Task objective: Duplicate the items exactly, covering only the stretch from the line that contains "Searching for any brown" through the line that contains "[164, 283, 322, 310]".

Supplied records:
....

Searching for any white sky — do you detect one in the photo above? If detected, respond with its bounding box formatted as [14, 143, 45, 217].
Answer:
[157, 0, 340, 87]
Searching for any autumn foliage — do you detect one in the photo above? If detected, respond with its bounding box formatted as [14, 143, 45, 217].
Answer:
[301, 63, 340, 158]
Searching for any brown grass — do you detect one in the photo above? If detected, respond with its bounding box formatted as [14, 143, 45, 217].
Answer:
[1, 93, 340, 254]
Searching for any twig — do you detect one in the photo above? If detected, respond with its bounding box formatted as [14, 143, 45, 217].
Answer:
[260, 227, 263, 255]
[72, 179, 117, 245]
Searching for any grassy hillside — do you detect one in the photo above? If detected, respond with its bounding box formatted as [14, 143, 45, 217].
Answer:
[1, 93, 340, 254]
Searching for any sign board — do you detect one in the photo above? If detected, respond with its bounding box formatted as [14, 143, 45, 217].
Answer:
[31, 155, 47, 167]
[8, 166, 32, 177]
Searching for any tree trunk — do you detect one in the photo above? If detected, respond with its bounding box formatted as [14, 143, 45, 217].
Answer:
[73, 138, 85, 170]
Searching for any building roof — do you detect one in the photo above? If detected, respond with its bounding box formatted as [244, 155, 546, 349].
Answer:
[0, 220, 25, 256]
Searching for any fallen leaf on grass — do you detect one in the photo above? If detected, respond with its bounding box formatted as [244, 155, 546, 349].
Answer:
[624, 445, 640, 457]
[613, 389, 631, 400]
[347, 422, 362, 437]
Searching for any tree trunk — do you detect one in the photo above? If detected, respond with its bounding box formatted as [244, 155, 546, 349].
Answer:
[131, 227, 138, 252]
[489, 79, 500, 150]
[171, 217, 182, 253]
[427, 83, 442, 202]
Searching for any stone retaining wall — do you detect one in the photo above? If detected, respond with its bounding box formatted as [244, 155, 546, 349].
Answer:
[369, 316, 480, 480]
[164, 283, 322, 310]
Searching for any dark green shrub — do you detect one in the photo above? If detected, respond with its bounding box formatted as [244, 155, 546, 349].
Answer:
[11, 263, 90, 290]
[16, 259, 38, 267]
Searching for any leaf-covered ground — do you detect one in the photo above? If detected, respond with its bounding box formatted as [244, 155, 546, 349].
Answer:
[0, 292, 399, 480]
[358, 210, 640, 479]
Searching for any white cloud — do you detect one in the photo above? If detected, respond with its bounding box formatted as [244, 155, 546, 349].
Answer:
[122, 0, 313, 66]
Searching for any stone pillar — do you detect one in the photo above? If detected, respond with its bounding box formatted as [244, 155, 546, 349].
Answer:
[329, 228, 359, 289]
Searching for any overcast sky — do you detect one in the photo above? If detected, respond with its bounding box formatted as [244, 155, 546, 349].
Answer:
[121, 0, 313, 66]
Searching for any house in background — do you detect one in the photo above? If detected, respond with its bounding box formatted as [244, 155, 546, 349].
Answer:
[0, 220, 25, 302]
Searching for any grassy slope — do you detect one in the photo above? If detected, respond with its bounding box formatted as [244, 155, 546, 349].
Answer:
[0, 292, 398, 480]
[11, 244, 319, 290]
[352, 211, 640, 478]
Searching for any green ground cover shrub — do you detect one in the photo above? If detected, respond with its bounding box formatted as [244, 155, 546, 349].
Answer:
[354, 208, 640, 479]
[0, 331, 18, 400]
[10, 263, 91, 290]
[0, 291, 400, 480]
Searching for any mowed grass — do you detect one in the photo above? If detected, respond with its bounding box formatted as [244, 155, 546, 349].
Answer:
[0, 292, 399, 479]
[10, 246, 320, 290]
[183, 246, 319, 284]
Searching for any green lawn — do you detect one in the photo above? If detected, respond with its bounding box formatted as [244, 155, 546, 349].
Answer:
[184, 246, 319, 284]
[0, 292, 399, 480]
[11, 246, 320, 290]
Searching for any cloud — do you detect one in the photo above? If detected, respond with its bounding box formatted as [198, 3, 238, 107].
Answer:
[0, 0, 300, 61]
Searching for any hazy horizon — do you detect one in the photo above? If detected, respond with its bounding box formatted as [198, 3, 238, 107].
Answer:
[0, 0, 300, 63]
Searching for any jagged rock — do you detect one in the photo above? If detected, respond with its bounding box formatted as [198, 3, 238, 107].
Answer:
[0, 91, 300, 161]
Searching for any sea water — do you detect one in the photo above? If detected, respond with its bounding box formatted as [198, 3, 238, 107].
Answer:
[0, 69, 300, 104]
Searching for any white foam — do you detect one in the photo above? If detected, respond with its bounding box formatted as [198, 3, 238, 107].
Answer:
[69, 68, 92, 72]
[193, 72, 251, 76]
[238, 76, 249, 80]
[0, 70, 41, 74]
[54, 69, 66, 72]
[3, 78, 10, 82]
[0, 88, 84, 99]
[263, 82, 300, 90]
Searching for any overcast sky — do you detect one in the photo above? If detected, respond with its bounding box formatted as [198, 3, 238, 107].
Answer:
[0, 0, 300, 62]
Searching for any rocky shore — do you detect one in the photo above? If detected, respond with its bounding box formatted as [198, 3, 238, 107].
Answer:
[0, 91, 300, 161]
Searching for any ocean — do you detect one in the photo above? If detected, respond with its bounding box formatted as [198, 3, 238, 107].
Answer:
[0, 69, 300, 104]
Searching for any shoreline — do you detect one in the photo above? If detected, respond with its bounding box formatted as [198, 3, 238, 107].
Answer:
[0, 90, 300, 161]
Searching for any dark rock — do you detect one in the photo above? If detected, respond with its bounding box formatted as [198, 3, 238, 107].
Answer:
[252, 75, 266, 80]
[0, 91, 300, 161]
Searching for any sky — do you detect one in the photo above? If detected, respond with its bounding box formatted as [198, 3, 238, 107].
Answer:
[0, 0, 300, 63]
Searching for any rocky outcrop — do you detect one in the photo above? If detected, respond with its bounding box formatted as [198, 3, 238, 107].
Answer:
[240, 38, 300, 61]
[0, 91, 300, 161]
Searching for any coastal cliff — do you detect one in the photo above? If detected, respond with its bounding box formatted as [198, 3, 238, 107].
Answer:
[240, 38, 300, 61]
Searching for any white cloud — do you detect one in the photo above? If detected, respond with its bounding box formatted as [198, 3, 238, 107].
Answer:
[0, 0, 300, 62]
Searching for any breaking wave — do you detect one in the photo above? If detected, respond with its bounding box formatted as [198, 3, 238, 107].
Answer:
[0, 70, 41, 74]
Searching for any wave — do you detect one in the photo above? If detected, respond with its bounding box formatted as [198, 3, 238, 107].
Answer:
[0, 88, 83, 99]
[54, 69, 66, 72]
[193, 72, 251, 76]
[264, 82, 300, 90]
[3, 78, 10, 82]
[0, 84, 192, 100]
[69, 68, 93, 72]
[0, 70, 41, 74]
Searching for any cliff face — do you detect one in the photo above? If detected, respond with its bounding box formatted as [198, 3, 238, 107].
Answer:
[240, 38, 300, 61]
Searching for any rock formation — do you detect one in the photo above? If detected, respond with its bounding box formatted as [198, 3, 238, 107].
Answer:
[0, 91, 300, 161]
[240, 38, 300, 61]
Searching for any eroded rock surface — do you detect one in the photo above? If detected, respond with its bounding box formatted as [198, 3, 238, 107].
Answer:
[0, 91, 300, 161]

....

Response to the task:
Searching for any brown grass — do you detect one in the photo above? If detected, respond with its bounding box formatted as [14, 143, 45, 217].
Answer:
[1, 93, 340, 254]
Searching for any twig — do you detect one in the photo above? If detected, respond with its bounding box formatted as [14, 143, 45, 217].
Answer:
[260, 227, 263, 255]
[72, 179, 117, 245]
Searching for any grassy hillside — do you detect one in the photo above? If detected, respond with its bounding box formatted as [14, 143, 45, 217].
Answer:
[1, 93, 340, 254]
Searching for any sign board — do you detect one in the photo above? If detected, respond with its bounding box formatted as [14, 143, 45, 217].
Answer:
[31, 155, 47, 167]
[8, 166, 32, 177]
Searching for any tree trunk — do you detect one in the photo above? If detected, respond with its bounding box formatted as [14, 143, 45, 217].
Answer:
[73, 138, 85, 170]
Searching for any building roof — do you detect one in the photo above? If detected, respond with its bounding box formatted as [244, 155, 546, 349].
Answer:
[0, 220, 25, 256]
Searching for any fallen leaf on grass — do you detect one in the photo above? If detected, respond with its bounding box formatted as [244, 155, 546, 349].
Answer:
[624, 445, 640, 457]
[613, 389, 631, 400]
[347, 422, 362, 437]
Searching for any tree trunk — do you detect one in the photo above? If detected, respond with its bounding box formatted as [244, 155, 546, 349].
Answer:
[131, 227, 138, 252]
[489, 79, 500, 150]
[171, 217, 182, 253]
[427, 83, 442, 202]
Searching for any stone retaining wall — do you detect one in the photo above? If detected, respond with its bounding box formatted as [244, 155, 546, 349].
Answer:
[369, 316, 480, 480]
[164, 283, 322, 310]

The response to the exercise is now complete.